▶ What needs to be done
Can you rewrite every one of these rows with "tomato skin" changed to "tomato peel", keeping everything else as it is and omitting the pictures?

▶ Material
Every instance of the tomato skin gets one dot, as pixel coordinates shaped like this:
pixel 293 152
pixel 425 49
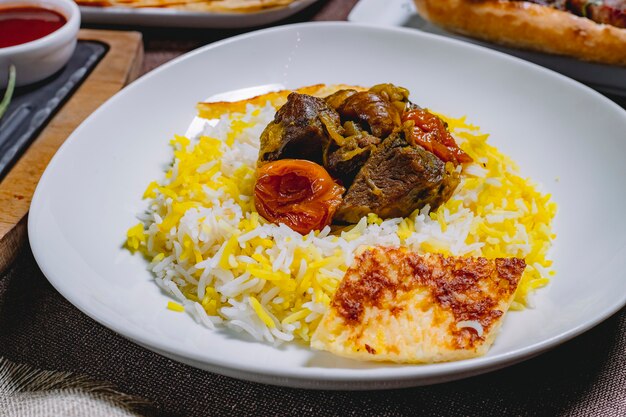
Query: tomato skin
pixel 298 193
pixel 430 133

▶ Finished exercise
Every instance of the tomato peel gets one dot, as pixel coordinates shaped like this:
pixel 293 152
pixel 425 49
Query: tomato peel
pixel 298 193
pixel 430 133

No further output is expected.